[Opening Data provided section]

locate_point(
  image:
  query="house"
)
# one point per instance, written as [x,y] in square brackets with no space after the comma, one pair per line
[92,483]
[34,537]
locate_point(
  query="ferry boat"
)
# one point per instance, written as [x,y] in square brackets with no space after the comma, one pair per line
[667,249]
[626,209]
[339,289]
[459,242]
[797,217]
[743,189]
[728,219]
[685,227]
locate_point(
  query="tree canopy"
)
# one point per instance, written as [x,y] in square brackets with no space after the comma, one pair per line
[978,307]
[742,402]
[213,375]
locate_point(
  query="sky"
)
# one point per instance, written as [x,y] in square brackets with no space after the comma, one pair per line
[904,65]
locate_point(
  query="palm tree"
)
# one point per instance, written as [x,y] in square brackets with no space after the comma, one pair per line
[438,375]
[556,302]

[Closing Data provided section]
[Opening Data provided section]

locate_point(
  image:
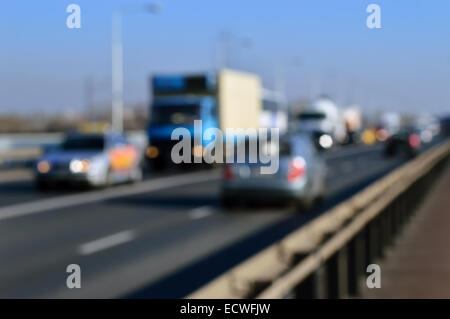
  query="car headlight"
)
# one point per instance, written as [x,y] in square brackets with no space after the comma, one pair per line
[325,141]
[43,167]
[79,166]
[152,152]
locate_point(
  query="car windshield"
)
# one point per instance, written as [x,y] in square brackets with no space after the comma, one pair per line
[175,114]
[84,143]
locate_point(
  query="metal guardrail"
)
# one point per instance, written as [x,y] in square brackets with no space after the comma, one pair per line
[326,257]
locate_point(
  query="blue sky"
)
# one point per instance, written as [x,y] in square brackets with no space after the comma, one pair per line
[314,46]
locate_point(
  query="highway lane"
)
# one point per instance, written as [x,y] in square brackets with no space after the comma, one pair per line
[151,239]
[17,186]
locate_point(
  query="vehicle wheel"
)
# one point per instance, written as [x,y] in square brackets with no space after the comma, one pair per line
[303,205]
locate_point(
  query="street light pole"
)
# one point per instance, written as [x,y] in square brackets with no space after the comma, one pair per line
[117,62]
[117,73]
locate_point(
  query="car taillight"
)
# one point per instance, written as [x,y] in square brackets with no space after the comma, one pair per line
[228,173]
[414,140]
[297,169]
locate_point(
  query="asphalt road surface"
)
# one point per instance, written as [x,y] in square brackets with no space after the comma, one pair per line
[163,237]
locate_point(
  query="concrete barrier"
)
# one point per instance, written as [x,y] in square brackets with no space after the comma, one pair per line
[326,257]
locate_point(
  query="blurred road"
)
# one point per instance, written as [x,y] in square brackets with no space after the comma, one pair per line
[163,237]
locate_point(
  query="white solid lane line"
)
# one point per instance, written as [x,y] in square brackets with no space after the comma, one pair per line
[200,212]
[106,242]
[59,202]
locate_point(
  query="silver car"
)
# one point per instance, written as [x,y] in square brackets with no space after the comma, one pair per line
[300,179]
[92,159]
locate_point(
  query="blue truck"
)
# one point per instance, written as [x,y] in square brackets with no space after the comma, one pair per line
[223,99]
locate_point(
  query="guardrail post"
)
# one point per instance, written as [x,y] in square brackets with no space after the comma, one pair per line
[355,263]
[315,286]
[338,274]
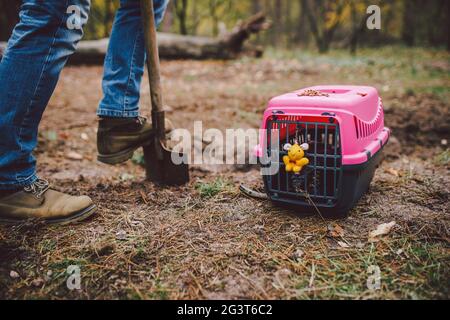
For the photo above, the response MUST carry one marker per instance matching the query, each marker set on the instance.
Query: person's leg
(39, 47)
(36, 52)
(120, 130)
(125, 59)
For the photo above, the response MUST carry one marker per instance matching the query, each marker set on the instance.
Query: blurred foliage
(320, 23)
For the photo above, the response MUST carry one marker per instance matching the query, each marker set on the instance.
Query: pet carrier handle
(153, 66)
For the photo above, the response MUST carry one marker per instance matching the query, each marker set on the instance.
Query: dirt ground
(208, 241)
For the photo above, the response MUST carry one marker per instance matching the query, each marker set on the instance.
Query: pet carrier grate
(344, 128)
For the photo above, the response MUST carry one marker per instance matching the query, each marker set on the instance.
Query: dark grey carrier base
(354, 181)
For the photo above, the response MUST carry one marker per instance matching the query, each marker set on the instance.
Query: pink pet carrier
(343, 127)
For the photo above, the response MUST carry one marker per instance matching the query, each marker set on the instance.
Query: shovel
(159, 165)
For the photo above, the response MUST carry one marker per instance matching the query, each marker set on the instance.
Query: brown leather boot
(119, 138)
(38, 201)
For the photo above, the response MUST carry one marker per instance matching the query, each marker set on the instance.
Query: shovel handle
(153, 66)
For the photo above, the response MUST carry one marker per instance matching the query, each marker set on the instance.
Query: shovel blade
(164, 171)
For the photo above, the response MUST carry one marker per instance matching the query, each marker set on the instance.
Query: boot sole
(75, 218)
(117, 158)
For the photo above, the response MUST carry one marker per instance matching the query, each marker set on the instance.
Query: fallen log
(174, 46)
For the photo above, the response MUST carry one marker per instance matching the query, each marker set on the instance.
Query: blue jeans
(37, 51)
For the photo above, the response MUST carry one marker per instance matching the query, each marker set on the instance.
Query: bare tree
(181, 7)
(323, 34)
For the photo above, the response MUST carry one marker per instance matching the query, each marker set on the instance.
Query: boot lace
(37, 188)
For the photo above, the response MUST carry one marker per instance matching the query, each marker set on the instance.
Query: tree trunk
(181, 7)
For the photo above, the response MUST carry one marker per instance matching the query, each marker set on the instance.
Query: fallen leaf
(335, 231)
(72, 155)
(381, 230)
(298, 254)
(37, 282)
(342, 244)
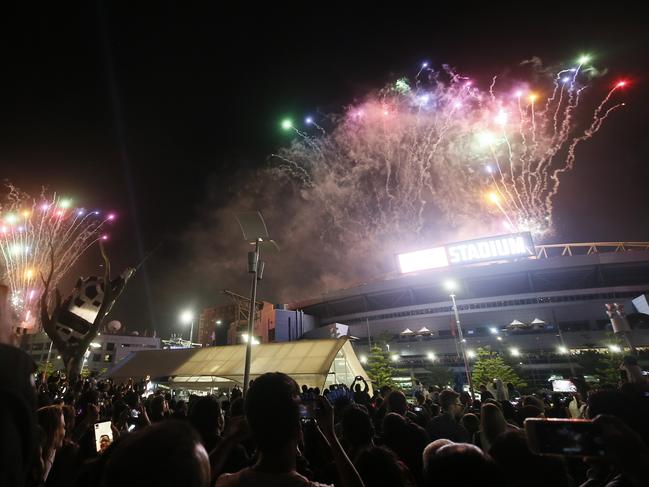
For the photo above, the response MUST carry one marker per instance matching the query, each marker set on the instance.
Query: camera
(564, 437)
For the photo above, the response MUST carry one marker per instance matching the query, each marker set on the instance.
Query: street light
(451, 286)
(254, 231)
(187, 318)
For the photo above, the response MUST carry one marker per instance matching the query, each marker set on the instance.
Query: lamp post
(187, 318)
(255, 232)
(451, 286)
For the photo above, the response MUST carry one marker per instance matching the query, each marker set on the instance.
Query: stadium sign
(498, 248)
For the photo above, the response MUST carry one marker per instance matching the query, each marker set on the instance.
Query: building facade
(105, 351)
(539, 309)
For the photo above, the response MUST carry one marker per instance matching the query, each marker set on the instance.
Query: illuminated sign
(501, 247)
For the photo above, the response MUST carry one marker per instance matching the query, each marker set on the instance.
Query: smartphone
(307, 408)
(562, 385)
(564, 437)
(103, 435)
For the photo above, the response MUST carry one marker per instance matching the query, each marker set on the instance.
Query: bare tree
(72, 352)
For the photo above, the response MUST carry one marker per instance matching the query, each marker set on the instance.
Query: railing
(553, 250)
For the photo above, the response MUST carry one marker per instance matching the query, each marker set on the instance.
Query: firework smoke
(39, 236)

[Closing Data provided section]

Where a line contains the word "guardrail", copy that line from the listing above.

  query="metal guardrail"
  query="guardrail post"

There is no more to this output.